Excerto do documento:
━━━━━━━━━━

A New Hope é uma organização verdadeiramente incrível e adoramos o trabalho que estavam a fazer – e continuam a fazer! -, por isso, queríamos levar algumas mochilas connosco, para o caso de serem úteis para os funcionários e as crianças. A Deuter foi muito gentil ao doar algumas e foi uma alegria ver as crianças a usarem-nas. Conseguimos ver os benefícios da mochila para algumas das crianças, pois mantivemos contacto com a equipa, sendo que as ajudou a desenvolver força muscular e equilíbrio e também lhes deu ânimo enquanto brincavam aos ombros dos seus cuidadores.
Foi aí que entendeu que poderia mudar o mundo daqueles que têm dificuldades motoras?
Não sei se posso necessariamente mudar o mundo de alguém, mas estou animado por ter uma voz e um ‘palco’ para partilhar a minha história e algumas ferramentas para acompanhá-la que podem ajudar algumas pessoas.
Também foi na China que conheceu a sua esposa Katie. Sim, num centro onde eram prestados cuidados a órfãos com deficiência, pois ela estava a ajudar os cuidadores.
Ficámos amigos, mantivemos contacto e, cerca de um ano depois, começámos a namorar. Quando nos conhecemos, eu sabia que nunca tinha conhecido ninguém como ela. Ela era tão maravilhosa e especial e a forma como ela amava as pessoas simplesmente surpreendeu-me. E foi nesse ano de contacto que percebi que queria passar o resto da minha vida com ela, por todos esses motivos e muitos mais. Ela ensinou-me muito sobre bondade e graça, sobre estar presente para as pessoas e vê-las com um tipo totalmente novo de profundidade que eu nunca conheci antes. Ela também é minha testemunha, uma observadora constante e participante da minha vida, e isso ajuda-me a crescer como pessoa com responsabilidade e auxílio.
Em retrospetiva, a maneira como lida com a doença mudou nas viagens que tem feito?

━━━━━━━━━━

Conjunto de linhas:
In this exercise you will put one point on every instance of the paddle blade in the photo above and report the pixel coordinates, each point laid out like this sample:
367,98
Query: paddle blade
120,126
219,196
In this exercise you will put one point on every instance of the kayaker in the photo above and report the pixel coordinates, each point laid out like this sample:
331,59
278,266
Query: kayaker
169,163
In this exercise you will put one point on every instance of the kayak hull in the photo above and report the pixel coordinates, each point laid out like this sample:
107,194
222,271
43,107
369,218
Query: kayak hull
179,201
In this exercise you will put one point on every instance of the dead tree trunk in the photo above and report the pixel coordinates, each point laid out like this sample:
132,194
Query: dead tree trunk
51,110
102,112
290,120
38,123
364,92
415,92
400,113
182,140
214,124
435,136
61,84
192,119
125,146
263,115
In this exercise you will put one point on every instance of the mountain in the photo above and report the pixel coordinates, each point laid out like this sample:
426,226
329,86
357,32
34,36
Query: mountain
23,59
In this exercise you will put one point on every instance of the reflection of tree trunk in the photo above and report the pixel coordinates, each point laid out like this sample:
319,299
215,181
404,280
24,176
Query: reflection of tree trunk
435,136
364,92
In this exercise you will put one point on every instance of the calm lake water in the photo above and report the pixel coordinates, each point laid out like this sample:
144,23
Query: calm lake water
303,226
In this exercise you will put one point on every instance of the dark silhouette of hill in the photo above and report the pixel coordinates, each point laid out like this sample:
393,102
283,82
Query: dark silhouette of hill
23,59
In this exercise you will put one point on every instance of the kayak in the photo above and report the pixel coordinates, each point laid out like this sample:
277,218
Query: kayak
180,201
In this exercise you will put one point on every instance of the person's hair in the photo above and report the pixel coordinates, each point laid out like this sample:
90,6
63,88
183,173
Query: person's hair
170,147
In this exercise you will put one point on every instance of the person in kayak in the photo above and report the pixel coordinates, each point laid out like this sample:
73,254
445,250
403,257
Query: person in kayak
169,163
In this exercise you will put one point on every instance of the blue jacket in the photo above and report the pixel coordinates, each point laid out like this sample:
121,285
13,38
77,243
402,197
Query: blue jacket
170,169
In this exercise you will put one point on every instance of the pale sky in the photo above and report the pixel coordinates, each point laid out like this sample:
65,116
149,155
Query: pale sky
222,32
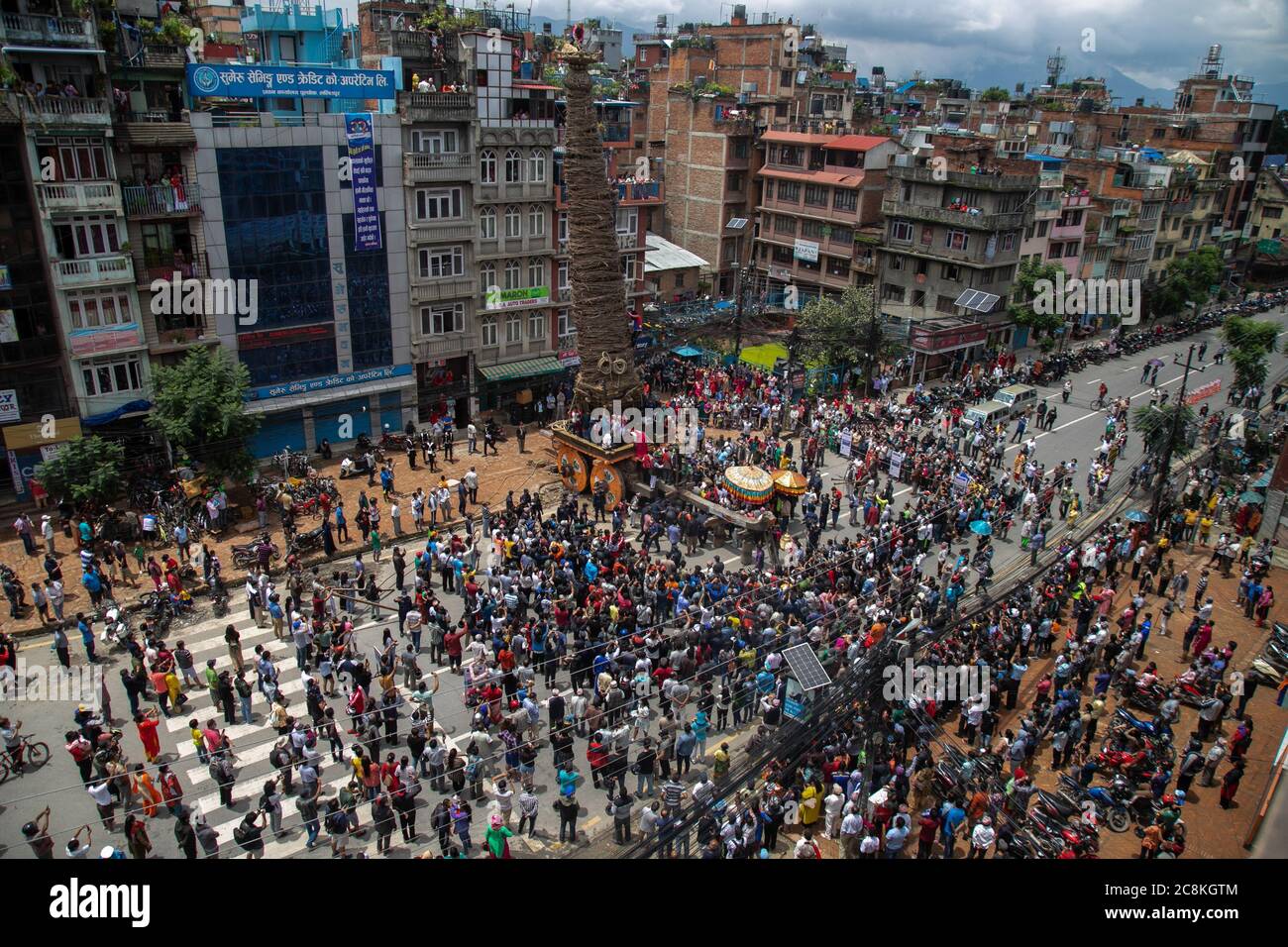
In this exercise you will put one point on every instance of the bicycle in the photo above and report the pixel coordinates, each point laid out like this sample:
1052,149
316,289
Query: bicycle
30,751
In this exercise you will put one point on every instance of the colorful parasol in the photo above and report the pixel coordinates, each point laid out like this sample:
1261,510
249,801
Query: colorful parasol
790,483
750,483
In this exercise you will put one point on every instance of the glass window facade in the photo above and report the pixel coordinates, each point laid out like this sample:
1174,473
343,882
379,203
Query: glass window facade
274,223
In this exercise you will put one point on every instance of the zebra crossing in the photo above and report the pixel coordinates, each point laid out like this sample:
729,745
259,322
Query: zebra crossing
253,744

━━━━━━━━━━

Tarefa 1: Transcreva do excerto do documento o trecho entre "Foi aí que entendeu" e "ajudar algumas pessoas.", inclusive.
Tarefa 2: Passe para inglês esta frase do excerto do documento: "Quando nos conhecemos, eu sabia que nunca tinha conhecido ninguém como ela."

Resultado do exercício 1:
Foi aí que entendeu que poderia mudar o mundo daqueles que têm dificuldades motoras?
Não sei se posso necessariamente mudar o mundo de alguém, mas estou animado por ter uma voz e um ‘palco’ para partilhar a minha história e algumas ferramentas para acompanhá-la que podem ajudar algumas pessoas.

Resultado do exercício 2: When we met, I knew I had never met anyone like her.